- _Goal 1_: Could you write out the part of the Apache and Tomcat thread that opens with the words containing "And only the" and closes with "per Apache process."?
- _Goal 2_: Can you rewrite the paragraph of the Apache and Tomcat thread beginning "For BIO one connection" as a short list that keeps its main facts?
- _Goal 3_: What comes next in the Apache and Tomcat thread? Continue it from the point where it stops.

- _Text provided_:
[Begin]
Am 24.02.2015 um 00:29 schrieb Jesse Defer:
-----Original Message-----
Am 23.02.2015 um 22:53 schrieb Jesse Defer:
-----Original Message-----
Am 23.02.2015 um 19:03 schrieb Jesse Defer:
...
How many Apache web servers sit in front of the Tomcats? Is each of the
Apaches configured with 512 processes?
All Tomcats are configured the same, maxThreads is 4096, apr, Tomcat 6.
16 apaches, all configured identically with 512 processes, the same
worker.properties, etc.
OK. So less threads than 16*512. But the apr connector - like the nio
one - can handle more connections than it has threads. Not more
in-flight requests, but for both connectors idle connections (keep-alive
connections) are cheap and do not need a pool thread.
Our busiest Tomcats peak at about 2000 connections to their AJP port from the
web farm. I'm not sure how closely connections relate to thread usage, I
haven't looked too closely at the JVM yet.
For BIO one connection one thread. For APR and NIO it's roughly one
in-flight request one thread. Connections waiting for the next request
to arrive are cheap and handled by few separate poller threads.
...
And only the lb is added to the worker.list? Or also the individual AJP
workers?
Just the LBs.
OK
If your Apache uses a threaded APR library, you could try using
JkWatchdogInterval. That moved the maintenance from the normal
request processing code to a separate thread per Apache process.
I suspect that once your app (one or some of your apps) gets slow,
requests pile up in Apache and >Apache can no longer connect to Tomcat,
because it doesn't have free threads. Some Apache children still can
connect, because the connect is handled by the OS underneath Tomcat, but
those connections do not get the awaited cping reply.
Shouldn't the ping timeout cause the processes to exit the wait state if
the cping reply hasn't been received? I have seen the SS column in
server-status grow into the thousands.
Yes it would. But it could be a mixture: lots of Apache processes
waiting for hanging or slow Tomcat responses due to an aplication or GC
bottleneck, and some on-top requests failing in cping.
In addition to the Thread Dumps, you should also activate GC-Logs for your
Tomcat JVMs.
I have gc logging enabled already.
ACK
- using the worker or prefork MPM in combination with
JkWatchdogInterval would reduce the amount of shm locking due to
global maintenance calls, because it is done per process, not per
thread. You might have other reasons for using prefork though. Have
you?
[End]
[Dataset rows showing where objects appear]
[Begin]
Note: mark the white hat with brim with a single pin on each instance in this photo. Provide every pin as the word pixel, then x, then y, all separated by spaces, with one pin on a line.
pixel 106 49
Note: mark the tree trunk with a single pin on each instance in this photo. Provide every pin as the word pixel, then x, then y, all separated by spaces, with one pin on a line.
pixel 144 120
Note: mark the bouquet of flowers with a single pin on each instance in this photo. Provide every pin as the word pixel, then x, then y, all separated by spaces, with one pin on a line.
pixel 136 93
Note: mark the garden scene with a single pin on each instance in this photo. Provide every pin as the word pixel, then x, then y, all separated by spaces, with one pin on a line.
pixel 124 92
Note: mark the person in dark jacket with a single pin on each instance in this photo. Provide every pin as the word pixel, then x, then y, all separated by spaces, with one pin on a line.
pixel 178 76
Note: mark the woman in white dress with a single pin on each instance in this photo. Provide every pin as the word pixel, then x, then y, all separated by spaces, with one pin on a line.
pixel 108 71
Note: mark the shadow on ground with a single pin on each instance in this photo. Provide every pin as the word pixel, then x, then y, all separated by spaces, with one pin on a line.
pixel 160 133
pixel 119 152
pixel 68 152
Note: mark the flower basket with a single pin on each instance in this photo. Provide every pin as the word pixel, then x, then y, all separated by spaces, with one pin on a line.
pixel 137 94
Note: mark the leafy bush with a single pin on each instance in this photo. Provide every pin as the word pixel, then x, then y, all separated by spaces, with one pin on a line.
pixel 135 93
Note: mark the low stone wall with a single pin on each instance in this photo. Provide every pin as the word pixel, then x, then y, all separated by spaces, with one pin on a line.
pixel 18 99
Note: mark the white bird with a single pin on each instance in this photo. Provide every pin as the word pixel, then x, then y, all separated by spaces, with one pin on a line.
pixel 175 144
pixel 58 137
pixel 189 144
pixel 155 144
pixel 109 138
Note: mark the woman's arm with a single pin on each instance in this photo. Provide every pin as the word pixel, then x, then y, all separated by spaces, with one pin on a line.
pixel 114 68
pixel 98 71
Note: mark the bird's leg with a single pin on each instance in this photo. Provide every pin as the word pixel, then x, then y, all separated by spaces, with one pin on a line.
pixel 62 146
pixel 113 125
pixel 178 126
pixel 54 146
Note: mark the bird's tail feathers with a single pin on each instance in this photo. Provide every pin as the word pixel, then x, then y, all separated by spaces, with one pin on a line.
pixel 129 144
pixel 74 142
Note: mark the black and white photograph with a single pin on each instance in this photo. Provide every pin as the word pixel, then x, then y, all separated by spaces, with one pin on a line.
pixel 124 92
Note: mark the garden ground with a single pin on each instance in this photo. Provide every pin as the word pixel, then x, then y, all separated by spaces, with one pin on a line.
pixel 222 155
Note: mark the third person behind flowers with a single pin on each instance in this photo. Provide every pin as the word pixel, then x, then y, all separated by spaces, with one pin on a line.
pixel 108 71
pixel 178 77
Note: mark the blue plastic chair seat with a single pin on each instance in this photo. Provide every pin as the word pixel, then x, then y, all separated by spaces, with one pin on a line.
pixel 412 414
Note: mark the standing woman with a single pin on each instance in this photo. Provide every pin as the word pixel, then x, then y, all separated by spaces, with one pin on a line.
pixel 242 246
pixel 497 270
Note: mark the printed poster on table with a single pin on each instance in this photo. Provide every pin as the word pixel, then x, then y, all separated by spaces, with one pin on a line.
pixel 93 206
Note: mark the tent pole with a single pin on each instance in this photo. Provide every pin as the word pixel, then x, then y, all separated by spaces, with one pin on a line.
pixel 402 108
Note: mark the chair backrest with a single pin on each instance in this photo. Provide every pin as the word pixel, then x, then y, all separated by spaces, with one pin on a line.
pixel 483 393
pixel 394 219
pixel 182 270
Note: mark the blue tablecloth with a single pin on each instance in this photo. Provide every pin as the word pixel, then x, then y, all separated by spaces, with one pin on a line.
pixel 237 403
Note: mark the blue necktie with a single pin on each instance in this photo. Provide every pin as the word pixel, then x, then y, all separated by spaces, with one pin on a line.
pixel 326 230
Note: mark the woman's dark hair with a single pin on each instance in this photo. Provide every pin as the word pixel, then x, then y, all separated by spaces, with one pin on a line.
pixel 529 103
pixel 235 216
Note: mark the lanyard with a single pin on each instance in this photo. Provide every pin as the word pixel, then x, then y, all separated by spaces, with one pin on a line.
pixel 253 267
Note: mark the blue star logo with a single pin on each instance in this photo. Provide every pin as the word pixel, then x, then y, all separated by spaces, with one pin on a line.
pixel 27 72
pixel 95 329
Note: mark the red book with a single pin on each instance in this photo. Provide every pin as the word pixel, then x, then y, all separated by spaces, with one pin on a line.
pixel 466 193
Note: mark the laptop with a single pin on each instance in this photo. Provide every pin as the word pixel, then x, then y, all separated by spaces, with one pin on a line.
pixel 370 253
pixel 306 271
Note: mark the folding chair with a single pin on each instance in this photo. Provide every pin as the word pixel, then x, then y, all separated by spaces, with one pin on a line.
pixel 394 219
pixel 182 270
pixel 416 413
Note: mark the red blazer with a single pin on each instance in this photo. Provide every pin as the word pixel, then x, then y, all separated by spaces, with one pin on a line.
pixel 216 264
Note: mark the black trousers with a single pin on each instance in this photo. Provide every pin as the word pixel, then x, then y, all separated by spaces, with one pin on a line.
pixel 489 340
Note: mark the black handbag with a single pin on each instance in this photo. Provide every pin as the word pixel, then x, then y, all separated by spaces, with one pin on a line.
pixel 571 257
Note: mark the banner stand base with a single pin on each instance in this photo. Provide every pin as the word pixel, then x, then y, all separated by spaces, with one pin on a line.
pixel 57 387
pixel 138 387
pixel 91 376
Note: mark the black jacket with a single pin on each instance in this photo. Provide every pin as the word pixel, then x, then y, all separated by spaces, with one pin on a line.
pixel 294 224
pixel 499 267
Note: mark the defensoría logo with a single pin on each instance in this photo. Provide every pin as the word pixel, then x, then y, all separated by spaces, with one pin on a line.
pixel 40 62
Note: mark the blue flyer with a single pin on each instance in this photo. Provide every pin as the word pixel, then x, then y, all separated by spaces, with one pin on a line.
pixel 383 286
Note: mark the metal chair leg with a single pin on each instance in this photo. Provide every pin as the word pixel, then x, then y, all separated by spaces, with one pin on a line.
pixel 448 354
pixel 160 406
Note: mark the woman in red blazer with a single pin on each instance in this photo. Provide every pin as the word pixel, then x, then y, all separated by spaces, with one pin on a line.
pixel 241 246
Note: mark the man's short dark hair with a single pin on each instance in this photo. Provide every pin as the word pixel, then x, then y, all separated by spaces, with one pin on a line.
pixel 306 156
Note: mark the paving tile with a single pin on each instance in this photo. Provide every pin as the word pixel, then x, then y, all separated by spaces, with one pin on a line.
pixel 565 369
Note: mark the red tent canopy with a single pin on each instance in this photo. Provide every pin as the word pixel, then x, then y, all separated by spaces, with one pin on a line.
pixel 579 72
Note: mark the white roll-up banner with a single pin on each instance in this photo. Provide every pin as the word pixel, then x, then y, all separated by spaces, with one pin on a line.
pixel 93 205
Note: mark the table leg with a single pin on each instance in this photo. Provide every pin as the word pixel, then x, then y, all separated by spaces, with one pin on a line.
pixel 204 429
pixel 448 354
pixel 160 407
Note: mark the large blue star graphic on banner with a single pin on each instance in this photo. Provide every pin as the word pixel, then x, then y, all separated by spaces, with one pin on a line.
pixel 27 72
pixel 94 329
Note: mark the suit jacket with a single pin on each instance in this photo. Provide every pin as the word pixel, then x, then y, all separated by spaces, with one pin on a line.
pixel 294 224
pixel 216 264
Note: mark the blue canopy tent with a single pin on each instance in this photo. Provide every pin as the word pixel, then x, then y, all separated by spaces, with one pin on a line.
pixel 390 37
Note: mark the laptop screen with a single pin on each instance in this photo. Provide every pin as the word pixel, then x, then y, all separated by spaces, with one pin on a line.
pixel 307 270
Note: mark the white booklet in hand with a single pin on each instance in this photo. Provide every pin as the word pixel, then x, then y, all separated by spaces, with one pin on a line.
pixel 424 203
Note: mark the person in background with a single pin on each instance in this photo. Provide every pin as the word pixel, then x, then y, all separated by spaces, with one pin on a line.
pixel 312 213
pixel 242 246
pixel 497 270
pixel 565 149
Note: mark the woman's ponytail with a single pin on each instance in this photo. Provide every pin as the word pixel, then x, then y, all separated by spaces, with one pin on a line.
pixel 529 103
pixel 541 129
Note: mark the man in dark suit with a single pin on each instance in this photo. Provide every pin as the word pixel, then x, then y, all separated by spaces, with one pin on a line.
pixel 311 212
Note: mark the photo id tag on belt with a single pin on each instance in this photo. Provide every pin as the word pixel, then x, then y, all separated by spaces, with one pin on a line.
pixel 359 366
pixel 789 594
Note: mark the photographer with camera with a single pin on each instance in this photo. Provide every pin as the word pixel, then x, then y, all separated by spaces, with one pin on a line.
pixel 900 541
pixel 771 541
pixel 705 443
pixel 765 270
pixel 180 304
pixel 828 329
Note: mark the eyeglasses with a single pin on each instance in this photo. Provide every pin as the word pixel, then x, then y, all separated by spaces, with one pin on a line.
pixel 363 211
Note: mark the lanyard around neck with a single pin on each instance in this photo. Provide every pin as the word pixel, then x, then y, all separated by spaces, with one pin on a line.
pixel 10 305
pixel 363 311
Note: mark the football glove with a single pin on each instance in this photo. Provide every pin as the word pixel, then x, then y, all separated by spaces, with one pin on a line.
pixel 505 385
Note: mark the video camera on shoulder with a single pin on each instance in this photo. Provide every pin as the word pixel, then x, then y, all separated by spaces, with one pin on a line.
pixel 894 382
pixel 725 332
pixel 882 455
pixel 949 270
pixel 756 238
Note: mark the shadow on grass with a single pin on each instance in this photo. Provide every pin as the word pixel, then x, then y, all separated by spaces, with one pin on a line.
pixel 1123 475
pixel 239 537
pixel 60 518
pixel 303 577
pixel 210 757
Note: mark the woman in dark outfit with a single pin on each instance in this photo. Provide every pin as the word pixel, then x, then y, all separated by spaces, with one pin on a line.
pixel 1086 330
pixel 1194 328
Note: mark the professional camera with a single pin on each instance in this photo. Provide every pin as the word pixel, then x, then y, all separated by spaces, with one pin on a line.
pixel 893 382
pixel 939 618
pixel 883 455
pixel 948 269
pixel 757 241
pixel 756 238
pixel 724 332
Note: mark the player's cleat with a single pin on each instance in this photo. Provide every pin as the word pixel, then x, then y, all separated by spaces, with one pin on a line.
[End]
- _Task output 1_:
And only the lb is added to the worker.list? Or also the individual AJP
workers?
Just the LBs.
OK
If your Apache uses a threaded APR library, you could try using
JkWatchdogInterval. That moved the maintenance from the normal
request processing code to a separate thread per Apache process.

- _Task output 2_:
- BIO connector: one thread per connection.
- APR and NIO connectors: roughly one thread per in-flight request.
- Connections waiting for the next request are cheap and are handled by a few separate poller threads.

- _Task output 3_:
Use of prefork is historical. We have been looking at going to event,
but Haven't made the switch yet.
If you are using many Apaches each with 512 children, you will most likely
need to use an NIO connector on the Tomcat processes and would also
benefit from worker or event MPM for Apache. Each process e.g. with
50 or 100 threads and a relatively short connection_pool_timeout like e.g.
60 seconds.
I am going to bring up accelerating the switch to the event MPM with my
team. Will NIO give us more scalability than APR?
Not really, both are good at connection scalability. Maybe don't change
to much at the same time. I'd say NIO is a bit more mainstream than APR,
but your mileage my vary.
What was the reason, that you started suspecting the fcntl() underneath
jk_shm_lock? Are we sure, that the stack you provided is really the
typical one? And was the strace dumping all system calls or only the fcntl
calls?
I can't be sure it's the typical one, I only know every time I sample the stack
of a stuck process that's what I get, plus the strace shows no other system
calls except time(). It seems like it's stuck in a fairly tight loop somewhere.
I haven't looked too deeply in the mod_jk code though and haven't collected
any system call statistics.
I don't necessarily suspect fcntl, but it's getting called a lot (the strace
is not filtered). System time jumps when the issue is happening and the fcntl
looks like the vast majority of system calls. Since the issue got worse when
we added more processes it seems plausible it could be lock contention.
Hmm, but lock contention should result in the fcntl call to take more
and more time. Could it be a problem with the system time? That somehow
the "don't run the maintenance for the next 60 seconds" rule doesn't get
effective because the clock jumps?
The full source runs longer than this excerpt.